**TASK BRIEF:** Repeat exactly, and only, the lines below starting at the line that contains "box: [260, 201, 389, 308]" and ending at the line that contains "170L618 154L607 146H584L569", inclusive of both.

**SUPPLIED ENTRIES:**
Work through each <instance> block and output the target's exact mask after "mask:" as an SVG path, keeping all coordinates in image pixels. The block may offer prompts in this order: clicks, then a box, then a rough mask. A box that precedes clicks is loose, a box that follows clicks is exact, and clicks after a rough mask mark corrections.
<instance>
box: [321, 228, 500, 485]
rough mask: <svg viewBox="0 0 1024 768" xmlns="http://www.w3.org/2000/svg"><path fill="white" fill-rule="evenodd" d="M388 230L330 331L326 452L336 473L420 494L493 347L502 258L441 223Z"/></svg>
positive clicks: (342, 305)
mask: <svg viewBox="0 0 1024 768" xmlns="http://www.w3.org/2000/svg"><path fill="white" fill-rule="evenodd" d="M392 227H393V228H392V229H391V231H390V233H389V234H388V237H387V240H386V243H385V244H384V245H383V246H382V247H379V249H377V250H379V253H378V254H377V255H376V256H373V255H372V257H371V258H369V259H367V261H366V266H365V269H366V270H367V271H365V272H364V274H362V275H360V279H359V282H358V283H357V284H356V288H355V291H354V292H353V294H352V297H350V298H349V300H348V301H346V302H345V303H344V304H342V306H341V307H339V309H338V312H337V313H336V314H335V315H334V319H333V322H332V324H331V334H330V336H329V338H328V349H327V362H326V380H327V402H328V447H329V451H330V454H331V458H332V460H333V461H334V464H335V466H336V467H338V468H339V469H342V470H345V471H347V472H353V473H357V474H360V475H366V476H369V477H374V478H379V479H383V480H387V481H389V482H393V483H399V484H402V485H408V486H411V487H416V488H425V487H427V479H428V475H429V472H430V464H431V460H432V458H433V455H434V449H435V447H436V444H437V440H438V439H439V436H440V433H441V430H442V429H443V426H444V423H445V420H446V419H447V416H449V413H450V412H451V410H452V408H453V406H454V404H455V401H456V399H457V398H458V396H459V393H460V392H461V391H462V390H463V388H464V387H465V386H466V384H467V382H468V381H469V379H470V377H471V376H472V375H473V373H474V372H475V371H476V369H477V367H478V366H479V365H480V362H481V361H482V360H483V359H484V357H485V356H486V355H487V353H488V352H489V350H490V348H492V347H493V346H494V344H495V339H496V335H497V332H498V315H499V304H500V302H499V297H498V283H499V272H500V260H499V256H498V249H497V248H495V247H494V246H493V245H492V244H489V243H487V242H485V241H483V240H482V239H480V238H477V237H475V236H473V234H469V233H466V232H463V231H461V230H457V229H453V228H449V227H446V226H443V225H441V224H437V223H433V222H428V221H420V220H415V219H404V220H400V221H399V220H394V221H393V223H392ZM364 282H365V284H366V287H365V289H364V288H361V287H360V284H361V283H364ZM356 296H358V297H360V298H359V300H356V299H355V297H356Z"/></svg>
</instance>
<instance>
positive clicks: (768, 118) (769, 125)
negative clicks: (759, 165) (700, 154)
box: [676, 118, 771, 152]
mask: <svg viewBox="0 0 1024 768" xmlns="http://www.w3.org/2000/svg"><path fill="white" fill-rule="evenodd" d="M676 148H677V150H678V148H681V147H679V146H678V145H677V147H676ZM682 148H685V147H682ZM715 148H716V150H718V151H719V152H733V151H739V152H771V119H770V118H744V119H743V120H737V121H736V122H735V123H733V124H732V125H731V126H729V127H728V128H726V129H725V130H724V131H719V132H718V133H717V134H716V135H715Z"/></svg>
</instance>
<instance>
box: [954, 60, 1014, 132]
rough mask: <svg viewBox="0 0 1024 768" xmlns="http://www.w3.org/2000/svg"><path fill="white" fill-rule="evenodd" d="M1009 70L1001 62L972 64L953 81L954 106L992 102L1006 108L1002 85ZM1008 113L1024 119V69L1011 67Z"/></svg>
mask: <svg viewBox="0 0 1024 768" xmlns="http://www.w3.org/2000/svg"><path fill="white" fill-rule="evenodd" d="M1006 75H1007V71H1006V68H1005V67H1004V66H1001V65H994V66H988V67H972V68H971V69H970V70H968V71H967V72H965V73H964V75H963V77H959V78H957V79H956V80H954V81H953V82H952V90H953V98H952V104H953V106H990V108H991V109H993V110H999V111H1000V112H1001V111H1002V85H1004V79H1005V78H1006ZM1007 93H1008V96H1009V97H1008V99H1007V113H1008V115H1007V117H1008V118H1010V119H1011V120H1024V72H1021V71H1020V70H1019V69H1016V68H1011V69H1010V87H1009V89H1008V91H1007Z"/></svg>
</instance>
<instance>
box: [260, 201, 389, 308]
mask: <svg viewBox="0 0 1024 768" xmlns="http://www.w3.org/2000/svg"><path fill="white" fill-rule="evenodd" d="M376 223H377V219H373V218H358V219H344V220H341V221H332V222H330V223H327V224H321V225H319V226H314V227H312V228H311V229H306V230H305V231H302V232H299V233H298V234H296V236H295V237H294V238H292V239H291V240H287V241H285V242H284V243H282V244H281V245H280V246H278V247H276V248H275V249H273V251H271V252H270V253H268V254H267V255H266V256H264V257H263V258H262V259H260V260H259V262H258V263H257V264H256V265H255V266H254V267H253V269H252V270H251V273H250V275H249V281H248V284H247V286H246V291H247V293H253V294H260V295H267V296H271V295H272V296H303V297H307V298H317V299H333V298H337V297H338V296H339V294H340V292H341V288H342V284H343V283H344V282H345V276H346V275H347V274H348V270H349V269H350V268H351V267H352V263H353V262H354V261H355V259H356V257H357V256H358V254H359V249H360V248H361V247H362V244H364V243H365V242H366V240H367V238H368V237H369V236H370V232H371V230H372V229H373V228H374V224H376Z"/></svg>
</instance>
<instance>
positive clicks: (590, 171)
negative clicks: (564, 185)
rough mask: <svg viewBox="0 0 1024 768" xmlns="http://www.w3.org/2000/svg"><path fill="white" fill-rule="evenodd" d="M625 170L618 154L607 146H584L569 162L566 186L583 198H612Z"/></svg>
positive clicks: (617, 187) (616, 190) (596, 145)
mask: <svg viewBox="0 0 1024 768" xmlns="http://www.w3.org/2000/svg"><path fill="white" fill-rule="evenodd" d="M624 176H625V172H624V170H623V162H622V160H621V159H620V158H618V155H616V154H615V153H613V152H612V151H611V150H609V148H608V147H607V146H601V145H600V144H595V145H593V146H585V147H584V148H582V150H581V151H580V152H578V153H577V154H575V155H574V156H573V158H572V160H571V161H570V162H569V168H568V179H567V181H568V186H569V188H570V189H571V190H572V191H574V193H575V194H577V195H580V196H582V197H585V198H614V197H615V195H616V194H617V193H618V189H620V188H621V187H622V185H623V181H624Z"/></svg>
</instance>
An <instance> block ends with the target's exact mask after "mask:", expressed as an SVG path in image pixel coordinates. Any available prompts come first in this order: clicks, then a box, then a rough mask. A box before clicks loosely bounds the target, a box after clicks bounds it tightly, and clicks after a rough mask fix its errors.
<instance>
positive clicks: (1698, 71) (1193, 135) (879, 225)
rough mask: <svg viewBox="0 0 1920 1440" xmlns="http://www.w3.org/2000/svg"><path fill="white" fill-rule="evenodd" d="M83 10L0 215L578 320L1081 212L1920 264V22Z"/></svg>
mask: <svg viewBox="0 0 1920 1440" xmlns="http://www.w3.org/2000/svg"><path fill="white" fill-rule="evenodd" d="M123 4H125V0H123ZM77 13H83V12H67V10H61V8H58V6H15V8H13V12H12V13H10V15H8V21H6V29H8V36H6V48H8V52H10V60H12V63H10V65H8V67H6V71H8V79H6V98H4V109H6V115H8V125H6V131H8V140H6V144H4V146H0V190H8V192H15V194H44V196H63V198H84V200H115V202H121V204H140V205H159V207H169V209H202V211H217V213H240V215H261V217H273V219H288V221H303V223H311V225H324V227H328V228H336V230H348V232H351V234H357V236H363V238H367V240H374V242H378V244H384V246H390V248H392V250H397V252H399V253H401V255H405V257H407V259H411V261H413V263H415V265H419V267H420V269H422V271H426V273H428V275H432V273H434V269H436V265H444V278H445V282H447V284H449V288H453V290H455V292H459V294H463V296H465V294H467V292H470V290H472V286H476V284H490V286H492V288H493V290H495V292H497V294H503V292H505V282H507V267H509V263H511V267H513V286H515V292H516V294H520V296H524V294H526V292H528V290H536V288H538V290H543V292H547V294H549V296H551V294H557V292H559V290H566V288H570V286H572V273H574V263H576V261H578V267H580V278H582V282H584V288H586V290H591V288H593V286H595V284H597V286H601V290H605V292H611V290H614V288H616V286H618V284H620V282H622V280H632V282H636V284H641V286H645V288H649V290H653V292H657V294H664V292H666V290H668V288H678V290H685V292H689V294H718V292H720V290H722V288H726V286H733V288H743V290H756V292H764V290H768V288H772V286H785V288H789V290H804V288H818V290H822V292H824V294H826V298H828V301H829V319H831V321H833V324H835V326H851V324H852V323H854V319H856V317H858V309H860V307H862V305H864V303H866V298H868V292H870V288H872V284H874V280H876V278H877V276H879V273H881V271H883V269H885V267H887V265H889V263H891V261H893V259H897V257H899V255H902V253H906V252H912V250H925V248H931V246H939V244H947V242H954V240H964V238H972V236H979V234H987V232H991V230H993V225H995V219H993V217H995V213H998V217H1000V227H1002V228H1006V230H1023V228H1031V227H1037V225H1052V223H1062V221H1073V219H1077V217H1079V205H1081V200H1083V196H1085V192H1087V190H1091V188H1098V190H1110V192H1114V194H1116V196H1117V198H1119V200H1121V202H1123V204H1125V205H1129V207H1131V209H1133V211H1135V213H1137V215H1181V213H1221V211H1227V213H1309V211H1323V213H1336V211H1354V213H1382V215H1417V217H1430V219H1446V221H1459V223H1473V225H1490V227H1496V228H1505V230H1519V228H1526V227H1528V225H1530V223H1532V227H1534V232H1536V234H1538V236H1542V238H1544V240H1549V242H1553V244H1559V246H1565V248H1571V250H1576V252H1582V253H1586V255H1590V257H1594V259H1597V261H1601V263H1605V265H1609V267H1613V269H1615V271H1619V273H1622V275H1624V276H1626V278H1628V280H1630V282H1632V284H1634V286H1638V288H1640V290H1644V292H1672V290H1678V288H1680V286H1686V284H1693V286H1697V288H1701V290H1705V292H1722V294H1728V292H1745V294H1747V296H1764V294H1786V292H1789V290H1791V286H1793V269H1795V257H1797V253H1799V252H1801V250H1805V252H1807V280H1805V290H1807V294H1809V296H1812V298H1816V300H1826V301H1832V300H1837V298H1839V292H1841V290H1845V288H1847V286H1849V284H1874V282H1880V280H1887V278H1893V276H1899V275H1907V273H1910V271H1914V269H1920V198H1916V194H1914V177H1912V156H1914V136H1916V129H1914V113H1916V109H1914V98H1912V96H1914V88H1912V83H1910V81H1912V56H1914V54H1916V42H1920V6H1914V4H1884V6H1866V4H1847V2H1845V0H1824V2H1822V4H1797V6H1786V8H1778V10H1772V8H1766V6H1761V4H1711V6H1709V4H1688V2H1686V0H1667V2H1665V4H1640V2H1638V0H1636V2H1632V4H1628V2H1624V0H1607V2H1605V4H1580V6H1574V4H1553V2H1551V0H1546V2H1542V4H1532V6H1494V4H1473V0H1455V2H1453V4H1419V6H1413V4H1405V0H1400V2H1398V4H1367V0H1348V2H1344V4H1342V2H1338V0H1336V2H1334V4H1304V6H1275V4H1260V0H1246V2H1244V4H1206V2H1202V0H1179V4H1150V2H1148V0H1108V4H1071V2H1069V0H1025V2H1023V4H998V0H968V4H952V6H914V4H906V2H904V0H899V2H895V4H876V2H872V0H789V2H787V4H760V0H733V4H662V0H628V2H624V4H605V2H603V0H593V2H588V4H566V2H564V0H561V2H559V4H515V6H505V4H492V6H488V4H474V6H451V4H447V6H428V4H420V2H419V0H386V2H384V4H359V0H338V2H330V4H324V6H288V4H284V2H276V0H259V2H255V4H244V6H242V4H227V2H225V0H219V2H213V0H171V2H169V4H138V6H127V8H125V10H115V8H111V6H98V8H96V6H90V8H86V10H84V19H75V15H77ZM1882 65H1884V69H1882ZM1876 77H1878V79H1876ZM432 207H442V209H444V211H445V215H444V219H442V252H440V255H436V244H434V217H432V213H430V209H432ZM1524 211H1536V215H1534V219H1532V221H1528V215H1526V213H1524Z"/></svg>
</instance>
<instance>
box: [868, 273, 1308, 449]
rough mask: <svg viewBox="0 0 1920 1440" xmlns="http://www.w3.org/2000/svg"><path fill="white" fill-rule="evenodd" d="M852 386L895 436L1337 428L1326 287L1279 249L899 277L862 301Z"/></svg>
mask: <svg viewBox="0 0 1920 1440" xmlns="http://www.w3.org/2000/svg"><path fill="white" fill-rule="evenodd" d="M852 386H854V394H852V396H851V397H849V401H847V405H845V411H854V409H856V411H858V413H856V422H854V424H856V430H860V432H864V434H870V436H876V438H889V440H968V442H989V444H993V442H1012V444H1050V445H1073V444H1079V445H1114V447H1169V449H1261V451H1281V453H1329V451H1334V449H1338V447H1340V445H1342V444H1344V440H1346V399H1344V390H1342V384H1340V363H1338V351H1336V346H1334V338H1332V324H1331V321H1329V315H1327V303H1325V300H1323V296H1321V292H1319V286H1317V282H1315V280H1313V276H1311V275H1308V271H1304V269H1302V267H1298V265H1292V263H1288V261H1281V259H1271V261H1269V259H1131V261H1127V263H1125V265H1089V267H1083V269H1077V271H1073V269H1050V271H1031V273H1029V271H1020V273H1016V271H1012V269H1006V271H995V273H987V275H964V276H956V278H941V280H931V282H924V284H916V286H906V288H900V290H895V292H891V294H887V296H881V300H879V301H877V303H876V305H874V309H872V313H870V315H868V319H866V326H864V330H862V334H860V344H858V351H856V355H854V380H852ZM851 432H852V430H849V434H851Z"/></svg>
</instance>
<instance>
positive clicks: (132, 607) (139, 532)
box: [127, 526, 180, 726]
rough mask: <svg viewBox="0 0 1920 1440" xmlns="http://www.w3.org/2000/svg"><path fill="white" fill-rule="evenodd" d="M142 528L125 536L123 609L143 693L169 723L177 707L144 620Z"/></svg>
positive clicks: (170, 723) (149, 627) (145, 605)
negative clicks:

**SOLUTION FOR THIS TASK:**
box: [260, 201, 389, 308]
mask: <svg viewBox="0 0 1024 768" xmlns="http://www.w3.org/2000/svg"><path fill="white" fill-rule="evenodd" d="M376 223H377V219H373V218H358V219H344V220H341V221H332V222H330V223H327V224H321V225H319V226H314V227H312V228H311V229H306V230H305V231H302V232H299V233H298V234H296V236H295V237H294V238H292V239H291V240H287V241H285V242H284V243H282V244H281V245H280V246H278V247H276V248H275V249H273V251H271V252H270V253H268V254H267V255H266V256H264V257H263V258H262V259H260V260H259V262H258V263H257V264H256V265H255V266H254V267H253V269H252V270H251V273H250V275H249V281H248V284H247V286H246V291H247V293H253V294H260V295H267V296H271V295H272V296H303V297H307V298H317V299H333V298H337V297H338V296H339V294H340V292H341V288H342V284H343V283H344V282H345V276H346V275H347V274H348V270H349V269H350V268H351V267H352V263H353V262H354V261H355V259H356V257H357V256H358V254H359V249H360V248H361V247H362V244H364V243H365V242H366V240H367V238H368V237H369V236H370V232H371V230H372V229H373V228H374V224H376Z"/></svg>
</instance>
<instance>
positive clicks: (590, 171)
negative clicks: (564, 185)
rough mask: <svg viewBox="0 0 1024 768" xmlns="http://www.w3.org/2000/svg"><path fill="white" fill-rule="evenodd" d="M625 170L618 154L607 146H584L569 162L566 186L583 198H612Z"/></svg>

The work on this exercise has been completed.